RECORDS FOR THIS TASK Block Start
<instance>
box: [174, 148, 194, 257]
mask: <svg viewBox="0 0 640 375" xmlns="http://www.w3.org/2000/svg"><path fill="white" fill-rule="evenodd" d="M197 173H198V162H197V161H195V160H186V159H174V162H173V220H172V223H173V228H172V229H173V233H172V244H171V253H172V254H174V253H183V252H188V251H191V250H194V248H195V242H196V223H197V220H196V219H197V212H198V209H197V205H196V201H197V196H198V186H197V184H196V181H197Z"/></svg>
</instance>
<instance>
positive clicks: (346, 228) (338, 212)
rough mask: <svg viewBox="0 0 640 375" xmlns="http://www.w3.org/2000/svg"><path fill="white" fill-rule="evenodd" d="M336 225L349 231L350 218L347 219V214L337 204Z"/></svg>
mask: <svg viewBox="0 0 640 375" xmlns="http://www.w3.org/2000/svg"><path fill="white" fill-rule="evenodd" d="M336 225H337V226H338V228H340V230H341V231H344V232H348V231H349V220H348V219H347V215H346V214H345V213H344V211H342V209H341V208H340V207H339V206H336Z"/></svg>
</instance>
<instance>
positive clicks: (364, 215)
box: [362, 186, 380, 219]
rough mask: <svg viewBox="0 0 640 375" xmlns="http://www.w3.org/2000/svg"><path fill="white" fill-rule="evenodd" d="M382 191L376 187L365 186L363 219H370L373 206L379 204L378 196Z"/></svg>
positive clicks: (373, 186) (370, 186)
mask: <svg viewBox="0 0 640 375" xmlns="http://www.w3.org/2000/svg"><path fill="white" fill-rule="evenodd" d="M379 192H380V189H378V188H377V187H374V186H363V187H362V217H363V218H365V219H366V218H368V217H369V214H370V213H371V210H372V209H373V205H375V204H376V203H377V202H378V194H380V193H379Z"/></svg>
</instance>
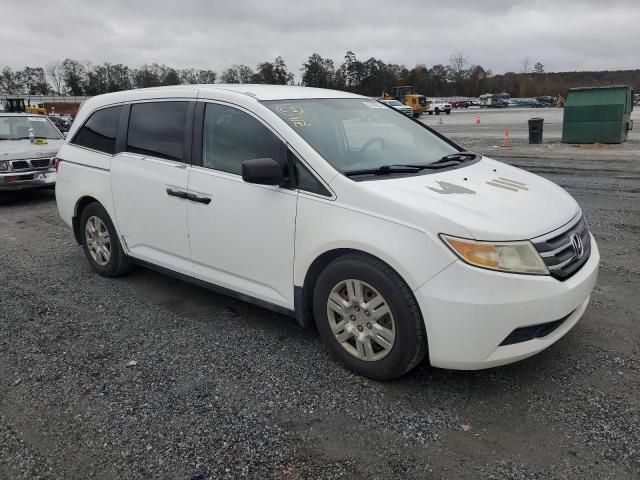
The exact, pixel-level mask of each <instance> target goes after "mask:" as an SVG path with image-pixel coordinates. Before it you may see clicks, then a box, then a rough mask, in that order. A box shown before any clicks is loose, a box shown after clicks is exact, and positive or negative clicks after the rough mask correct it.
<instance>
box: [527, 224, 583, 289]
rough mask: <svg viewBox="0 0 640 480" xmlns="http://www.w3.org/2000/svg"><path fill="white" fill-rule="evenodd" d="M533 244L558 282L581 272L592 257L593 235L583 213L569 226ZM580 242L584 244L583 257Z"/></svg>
mask: <svg viewBox="0 0 640 480" xmlns="http://www.w3.org/2000/svg"><path fill="white" fill-rule="evenodd" d="M574 235H575V236H574ZM532 242H533V245H534V246H535V247H536V250H538V253H540V256H541V257H542V260H543V261H544V263H545V264H546V265H547V268H548V269H549V273H551V276H552V277H554V278H557V279H558V280H566V279H568V278H570V277H571V276H572V275H573V274H574V273H576V272H577V271H578V270H580V267H582V265H584V264H585V263H586V262H587V260H588V259H589V256H590V255H591V235H589V228H588V227H587V222H586V221H585V220H584V217H583V216H582V213H579V214H578V215H576V217H575V218H574V219H573V220H572V221H571V222H569V223H568V224H567V225H565V226H563V227H561V228H559V229H558V230H555V231H553V232H551V233H548V234H546V235H543V236H541V237H538V238H535V239H533V240H532ZM580 242H581V243H582V254H581V255H580V251H579V250H580V249H579V244H580ZM576 247H578V248H576Z"/></svg>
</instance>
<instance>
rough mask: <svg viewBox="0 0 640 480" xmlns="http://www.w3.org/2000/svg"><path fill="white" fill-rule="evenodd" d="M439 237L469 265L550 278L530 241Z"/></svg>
mask: <svg viewBox="0 0 640 480" xmlns="http://www.w3.org/2000/svg"><path fill="white" fill-rule="evenodd" d="M440 238H441V239H442V240H443V241H444V242H445V243H446V245H447V246H448V247H449V248H450V249H451V250H452V251H453V253H455V254H456V255H457V256H458V257H459V258H460V260H462V261H463V262H465V263H468V264H469V265H473V266H475V267H480V268H488V269H489V270H498V271H501V272H510V273H528V274H530V275H549V269H548V268H547V266H546V265H545V263H544V262H543V261H542V258H541V257H540V255H539V254H538V252H537V250H536V249H535V247H534V246H533V244H532V243H531V242H529V241H519V242H483V241H478V240H469V239H467V238H459V237H452V236H451V235H444V234H441V235H440Z"/></svg>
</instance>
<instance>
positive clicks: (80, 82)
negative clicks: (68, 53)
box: [62, 58, 86, 95]
mask: <svg viewBox="0 0 640 480" xmlns="http://www.w3.org/2000/svg"><path fill="white" fill-rule="evenodd" d="M62 72H63V74H62V78H63V79H64V83H65V85H66V86H67V93H69V94H70V95H82V94H83V88H82V85H83V83H84V82H85V75H86V68H85V66H84V65H82V64H81V63H80V62H78V61H77V60H73V59H71V58H67V59H65V60H63V62H62Z"/></svg>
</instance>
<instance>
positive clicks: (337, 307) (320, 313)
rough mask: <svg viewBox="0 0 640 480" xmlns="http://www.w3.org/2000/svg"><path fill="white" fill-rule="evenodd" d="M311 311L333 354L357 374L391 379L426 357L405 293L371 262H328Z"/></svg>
mask: <svg viewBox="0 0 640 480" xmlns="http://www.w3.org/2000/svg"><path fill="white" fill-rule="evenodd" d="M313 310H314V316H315V321H316V325H317V328H318V331H319V332H320V335H321V336H322V338H323V340H324V341H325V342H326V343H327V345H328V346H329V348H330V350H331V352H332V353H333V355H334V356H335V357H337V358H338V359H339V360H340V361H342V362H343V363H344V364H345V365H346V366H347V367H348V368H349V369H351V370H353V371H354V372H356V373H358V374H360V375H363V376H366V377H369V378H373V379H376V380H389V379H392V378H397V377H399V376H401V375H403V374H405V373H406V372H408V371H409V370H411V369H412V368H413V367H415V366H416V365H418V364H419V363H420V362H421V361H422V360H423V359H424V357H425V355H426V353H427V339H426V332H425V328H424V323H423V320H422V316H421V315H420V310H419V308H418V304H417V302H416V300H415V297H414V296H413V293H412V292H411V289H410V288H409V287H408V285H407V284H406V283H405V282H404V280H402V278H401V277H400V275H398V273H397V272H396V271H395V270H393V269H392V268H391V267H390V266H389V265H387V264H386V263H384V262H382V261H381V260H378V259H376V258H373V257H370V256H367V255H364V254H349V255H345V256H342V257H339V258H337V259H335V260H334V261H332V262H331V263H330V264H329V265H328V266H327V267H326V268H325V269H324V270H323V272H322V273H321V274H320V276H319V277H318V280H317V282H316V287H315V291H314V299H313Z"/></svg>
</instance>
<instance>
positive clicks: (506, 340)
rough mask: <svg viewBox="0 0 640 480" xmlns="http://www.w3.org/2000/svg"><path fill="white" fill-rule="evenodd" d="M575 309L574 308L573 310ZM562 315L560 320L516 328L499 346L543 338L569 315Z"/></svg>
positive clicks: (564, 320)
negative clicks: (535, 338)
mask: <svg viewBox="0 0 640 480" xmlns="http://www.w3.org/2000/svg"><path fill="white" fill-rule="evenodd" d="M574 311H575V310H574ZM572 313H573V312H571V313H570V314H569V315H566V316H564V317H562V318H561V319H560V320H554V321H553V322H547V323H540V324H538V325H529V326H528V327H520V328H516V329H515V330H514V331H513V332H511V333H510V334H509V335H508V336H507V338H505V339H504V340H503V341H502V343H501V344H500V346H501V347H503V346H505V345H514V344H516V343H522V342H528V341H529V340H533V339H534V338H544V337H546V336H547V335H550V334H551V333H553V332H555V331H556V329H557V328H558V327H559V326H560V325H562V324H563V323H564V321H565V320H566V319H567V318H569V317H570V316H571V314H572Z"/></svg>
RECORDS FOR THIS TASK Block End
▶ _ACTIVITY_: Copy word for word the stretch of entries above from the line that has "309L574 308L573 310ZM562" through the line that has "positive clicks: (564, 320)", both ends included, and nothing outside it.

▶ _ANSWER AREA_:
rough mask: <svg viewBox="0 0 640 480" xmlns="http://www.w3.org/2000/svg"><path fill="white" fill-rule="evenodd" d="M575 309L574 308L573 310ZM562 315L560 320L516 328L499 346L543 338L569 315Z"/></svg>
positive clicks: (564, 320)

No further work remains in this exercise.